::: Extract to read :::

Another look at Rape Shield: ability to consent

The victim in this case was one T.O. She was was thirty years old lived with her younger sister and mother. The family were refugees for whom English was a second language.

T.O. had been evaluated in the borderline range for being mentally retarded.

A delivery man, at the home dropping off food, had sex with T.O. Two weeks later, she reported to a neighbor that she had been sexually molested. The delivery man was interviewed by police. He acknowledged the sexual conduct, said that it was consensual, and was not asked if he knew she was mentally retarded. He was arrested and charged with rape.

At trial, the state took the position thorugh its expert witness that due to her mental retardation, T.O. lacked the ability to consent to sex. The defense produced an expert witness, a psychologist, that claimed T.O. knew the nature of the sexual acts and knew that she had the right to say no. It was uncontested that T.O. never said “No” or “Stop” during the sexual act.

::: Data shown :::

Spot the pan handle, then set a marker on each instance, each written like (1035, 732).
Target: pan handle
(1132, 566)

:::

__Set exercise A__. From the piece on ability to consent, write out the part starting at "The victim in" and ending at "a second language.".
__Set exercise B__. In the piece on ability to consent, what did the defense's expert witness claim T.O. knew?

__Correct response A__.
The victim in this case was one T.O. She was was thirty years old lived with her younger sister and mother. The family were refugees for whom English was a second language.

__Correct response B__. The defense's expert claimed T.O. knew the nature of the sexual acts and knew she had the right to say no.